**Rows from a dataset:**
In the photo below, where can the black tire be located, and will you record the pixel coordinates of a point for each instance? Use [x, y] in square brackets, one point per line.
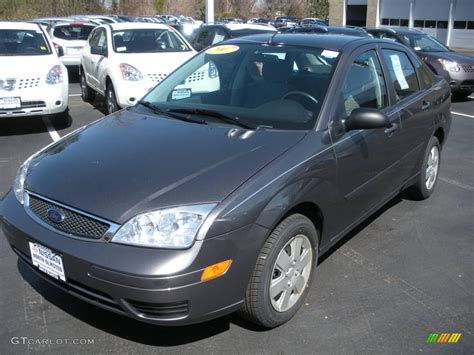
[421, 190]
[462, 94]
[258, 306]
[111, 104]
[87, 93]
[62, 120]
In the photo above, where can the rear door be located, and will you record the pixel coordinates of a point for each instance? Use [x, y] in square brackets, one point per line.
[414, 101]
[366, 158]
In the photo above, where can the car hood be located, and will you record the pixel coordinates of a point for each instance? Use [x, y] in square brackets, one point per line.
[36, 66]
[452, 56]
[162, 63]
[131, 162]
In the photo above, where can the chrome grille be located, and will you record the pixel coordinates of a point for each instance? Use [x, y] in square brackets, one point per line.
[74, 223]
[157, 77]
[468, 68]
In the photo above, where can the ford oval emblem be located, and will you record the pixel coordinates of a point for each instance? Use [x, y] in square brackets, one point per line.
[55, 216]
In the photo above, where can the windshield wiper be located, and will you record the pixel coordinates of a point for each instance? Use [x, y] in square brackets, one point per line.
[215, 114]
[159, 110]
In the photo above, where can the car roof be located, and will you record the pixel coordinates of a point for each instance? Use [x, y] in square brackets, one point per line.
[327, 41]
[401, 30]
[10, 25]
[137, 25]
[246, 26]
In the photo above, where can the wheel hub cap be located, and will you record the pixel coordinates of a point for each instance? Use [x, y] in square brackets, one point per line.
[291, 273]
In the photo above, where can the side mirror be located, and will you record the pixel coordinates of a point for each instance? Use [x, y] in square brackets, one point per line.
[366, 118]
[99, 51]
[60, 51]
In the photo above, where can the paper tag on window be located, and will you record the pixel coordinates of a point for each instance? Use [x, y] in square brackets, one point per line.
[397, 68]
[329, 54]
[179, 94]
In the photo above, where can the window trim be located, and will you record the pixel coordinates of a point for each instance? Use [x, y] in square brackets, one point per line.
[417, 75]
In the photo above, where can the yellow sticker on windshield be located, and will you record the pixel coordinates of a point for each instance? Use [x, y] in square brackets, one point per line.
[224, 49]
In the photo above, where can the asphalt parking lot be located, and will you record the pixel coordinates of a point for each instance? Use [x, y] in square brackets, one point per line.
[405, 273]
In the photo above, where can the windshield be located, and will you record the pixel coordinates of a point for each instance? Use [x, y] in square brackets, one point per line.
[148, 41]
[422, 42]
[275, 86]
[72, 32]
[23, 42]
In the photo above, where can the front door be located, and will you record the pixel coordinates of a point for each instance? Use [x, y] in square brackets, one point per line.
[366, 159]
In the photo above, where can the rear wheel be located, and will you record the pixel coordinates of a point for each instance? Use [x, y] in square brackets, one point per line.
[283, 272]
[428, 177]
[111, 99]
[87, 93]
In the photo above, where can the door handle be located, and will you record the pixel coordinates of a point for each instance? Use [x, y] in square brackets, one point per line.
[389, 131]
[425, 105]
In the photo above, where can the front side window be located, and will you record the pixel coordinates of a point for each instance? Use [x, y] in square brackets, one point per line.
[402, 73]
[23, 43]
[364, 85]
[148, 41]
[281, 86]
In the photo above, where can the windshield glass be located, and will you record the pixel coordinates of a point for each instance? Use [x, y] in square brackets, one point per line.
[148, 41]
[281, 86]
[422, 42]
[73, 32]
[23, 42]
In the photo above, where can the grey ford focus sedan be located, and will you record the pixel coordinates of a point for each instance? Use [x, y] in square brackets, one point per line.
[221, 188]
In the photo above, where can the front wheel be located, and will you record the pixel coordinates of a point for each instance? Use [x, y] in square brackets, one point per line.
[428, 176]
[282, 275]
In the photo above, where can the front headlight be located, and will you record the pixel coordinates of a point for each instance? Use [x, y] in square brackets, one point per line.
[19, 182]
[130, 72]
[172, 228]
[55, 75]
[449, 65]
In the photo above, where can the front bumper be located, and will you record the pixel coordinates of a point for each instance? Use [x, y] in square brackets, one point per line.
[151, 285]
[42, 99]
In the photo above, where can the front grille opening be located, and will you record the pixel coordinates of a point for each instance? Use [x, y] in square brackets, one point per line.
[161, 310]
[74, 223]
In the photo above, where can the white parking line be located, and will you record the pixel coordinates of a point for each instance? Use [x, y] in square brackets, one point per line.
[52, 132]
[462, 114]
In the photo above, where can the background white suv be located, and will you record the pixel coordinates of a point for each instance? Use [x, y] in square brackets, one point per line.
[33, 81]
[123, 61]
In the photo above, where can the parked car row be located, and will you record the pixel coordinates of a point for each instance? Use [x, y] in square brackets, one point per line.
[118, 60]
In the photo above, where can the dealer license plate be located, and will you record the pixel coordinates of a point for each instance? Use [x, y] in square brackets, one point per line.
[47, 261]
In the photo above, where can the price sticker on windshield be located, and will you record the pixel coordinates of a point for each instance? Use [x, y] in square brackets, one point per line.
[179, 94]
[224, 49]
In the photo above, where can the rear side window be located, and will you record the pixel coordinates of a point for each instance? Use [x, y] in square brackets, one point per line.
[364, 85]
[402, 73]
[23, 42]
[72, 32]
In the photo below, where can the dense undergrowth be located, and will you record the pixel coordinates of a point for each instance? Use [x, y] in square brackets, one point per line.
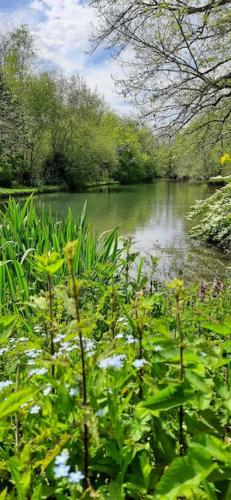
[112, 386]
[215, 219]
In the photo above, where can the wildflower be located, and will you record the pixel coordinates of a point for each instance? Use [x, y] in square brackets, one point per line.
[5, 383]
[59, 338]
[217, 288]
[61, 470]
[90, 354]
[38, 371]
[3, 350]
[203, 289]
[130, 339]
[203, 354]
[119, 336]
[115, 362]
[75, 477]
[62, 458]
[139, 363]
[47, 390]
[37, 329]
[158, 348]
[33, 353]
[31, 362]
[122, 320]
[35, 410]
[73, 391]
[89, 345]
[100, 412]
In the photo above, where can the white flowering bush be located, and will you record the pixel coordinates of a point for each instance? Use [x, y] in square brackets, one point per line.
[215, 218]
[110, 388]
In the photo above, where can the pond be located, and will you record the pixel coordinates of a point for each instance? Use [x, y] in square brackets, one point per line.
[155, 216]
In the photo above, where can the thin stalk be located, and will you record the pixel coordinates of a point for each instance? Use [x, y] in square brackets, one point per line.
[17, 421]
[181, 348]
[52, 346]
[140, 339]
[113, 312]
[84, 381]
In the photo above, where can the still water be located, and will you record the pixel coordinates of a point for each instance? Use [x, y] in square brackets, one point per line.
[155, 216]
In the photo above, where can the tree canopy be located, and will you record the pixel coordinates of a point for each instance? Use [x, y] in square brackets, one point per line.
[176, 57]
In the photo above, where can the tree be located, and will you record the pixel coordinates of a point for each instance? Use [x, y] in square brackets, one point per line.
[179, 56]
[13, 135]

* * *

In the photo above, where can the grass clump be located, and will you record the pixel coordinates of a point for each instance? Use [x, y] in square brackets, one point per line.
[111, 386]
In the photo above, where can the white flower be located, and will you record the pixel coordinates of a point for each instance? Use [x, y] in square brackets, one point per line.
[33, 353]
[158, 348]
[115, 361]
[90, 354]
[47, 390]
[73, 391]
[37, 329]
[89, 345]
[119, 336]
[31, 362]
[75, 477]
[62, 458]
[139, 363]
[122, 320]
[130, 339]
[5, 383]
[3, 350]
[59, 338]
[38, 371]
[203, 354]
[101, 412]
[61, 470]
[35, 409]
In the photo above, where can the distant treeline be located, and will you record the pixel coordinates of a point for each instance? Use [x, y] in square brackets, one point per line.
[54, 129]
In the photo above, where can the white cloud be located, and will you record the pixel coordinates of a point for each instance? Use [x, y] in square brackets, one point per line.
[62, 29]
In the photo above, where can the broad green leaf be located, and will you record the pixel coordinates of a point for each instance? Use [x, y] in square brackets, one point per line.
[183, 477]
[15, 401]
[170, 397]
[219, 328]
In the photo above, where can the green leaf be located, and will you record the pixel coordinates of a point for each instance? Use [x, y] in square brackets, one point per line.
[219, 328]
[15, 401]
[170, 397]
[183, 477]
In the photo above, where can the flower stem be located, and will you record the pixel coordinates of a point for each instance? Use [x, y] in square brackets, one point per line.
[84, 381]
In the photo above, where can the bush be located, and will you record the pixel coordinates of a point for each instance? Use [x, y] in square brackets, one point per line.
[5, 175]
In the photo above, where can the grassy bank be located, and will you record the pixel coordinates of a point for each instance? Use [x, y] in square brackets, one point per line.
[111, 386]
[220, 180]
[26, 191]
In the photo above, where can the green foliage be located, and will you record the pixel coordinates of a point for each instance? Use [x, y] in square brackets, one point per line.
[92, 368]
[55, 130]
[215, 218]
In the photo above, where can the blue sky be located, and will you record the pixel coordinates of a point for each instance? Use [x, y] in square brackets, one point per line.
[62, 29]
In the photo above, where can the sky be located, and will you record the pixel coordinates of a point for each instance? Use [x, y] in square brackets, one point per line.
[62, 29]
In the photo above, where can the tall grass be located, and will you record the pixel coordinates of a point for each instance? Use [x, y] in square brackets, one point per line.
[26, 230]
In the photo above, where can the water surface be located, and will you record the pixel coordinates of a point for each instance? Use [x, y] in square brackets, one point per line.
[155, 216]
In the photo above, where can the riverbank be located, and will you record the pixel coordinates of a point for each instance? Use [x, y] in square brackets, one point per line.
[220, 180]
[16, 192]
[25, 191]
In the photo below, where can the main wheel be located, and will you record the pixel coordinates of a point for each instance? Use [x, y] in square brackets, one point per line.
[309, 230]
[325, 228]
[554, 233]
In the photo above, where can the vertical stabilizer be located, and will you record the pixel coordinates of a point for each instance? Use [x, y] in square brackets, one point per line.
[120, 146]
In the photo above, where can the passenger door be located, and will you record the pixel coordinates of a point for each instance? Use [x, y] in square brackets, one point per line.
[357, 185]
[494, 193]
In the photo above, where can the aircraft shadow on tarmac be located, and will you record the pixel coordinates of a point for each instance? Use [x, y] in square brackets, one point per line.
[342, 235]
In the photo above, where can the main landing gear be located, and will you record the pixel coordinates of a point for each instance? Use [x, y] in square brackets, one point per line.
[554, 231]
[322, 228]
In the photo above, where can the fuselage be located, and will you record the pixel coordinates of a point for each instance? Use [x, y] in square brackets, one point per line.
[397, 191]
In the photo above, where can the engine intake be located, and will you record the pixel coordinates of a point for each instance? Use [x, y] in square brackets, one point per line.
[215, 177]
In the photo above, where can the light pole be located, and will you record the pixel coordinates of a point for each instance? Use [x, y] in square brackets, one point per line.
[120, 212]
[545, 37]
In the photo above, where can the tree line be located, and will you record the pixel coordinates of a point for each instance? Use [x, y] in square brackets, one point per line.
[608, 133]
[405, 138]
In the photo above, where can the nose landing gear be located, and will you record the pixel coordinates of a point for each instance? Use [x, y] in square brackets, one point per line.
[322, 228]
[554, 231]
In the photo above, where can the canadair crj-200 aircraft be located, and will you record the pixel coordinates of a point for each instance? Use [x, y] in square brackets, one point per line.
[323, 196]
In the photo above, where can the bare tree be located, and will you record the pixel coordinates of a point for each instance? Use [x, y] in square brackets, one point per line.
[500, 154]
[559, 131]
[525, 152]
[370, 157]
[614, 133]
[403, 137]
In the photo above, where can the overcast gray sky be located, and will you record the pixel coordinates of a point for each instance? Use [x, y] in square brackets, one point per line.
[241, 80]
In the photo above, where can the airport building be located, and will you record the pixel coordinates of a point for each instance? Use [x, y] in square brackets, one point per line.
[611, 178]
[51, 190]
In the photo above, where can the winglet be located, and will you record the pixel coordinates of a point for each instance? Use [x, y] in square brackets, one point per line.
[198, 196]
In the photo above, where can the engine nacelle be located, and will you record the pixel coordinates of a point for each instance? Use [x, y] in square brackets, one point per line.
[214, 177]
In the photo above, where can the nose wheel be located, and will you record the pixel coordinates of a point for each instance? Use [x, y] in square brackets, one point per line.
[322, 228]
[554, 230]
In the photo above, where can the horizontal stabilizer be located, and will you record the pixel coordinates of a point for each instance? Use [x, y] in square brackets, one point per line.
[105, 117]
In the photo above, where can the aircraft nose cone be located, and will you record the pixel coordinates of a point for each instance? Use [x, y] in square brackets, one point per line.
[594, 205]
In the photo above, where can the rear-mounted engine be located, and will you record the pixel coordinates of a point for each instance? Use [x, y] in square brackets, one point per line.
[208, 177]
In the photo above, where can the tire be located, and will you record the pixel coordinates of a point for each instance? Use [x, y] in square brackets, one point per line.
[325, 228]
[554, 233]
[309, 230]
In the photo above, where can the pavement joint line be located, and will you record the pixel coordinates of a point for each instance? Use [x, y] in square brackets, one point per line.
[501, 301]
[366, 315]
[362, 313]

**Work required:** Gather each line from the entries above that contains the word "tire", and copy those lines out in full.

**Worked solution:**
In the photo below, where can the black tire be located, and will you record the pixel coordinates of a point for each instance? Use [x, y] in square brackets, one point per line.
In the photo above, where can the tire be located, and will you record the pixel coordinates of a point for each instance? Use [x, y] in square brackets, one point per line.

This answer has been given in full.